WRITTEN EXERCISE:
Arrange every line of the entries below as a Markdown table with two columns, Row and Line Text, skipping any blank lines.

-=-=-

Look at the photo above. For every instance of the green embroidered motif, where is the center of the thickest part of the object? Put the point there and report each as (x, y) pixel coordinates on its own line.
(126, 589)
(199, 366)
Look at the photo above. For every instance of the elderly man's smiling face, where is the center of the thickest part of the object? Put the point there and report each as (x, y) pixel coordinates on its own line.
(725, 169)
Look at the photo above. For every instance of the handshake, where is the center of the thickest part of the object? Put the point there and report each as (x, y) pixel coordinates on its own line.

-=-=-

SOLVED EXERCISE:
| Row | Line Text |
|---|---|
| 1 | Look at the photo above. For every instance of the green embroidered motif, where is the center of the thickest part of the object? Put the point there and report each as (x, y) pixel coordinates on its own line. |
| 2 | (126, 589) |
| 3 | (199, 366) |
| 4 | Look at the photo above. For every instance of the elderly man's smiling face, where is the center of the thickest part of the object? Put the point there and report each as (x, y) pixel coordinates on its own line. |
| 5 | (725, 169) |
| 6 | Look at the photo above. For every instance of the handshake, where is the center of the thickest part of the object? Put the point there and report each as (x, y) pixel coordinates on its own line. |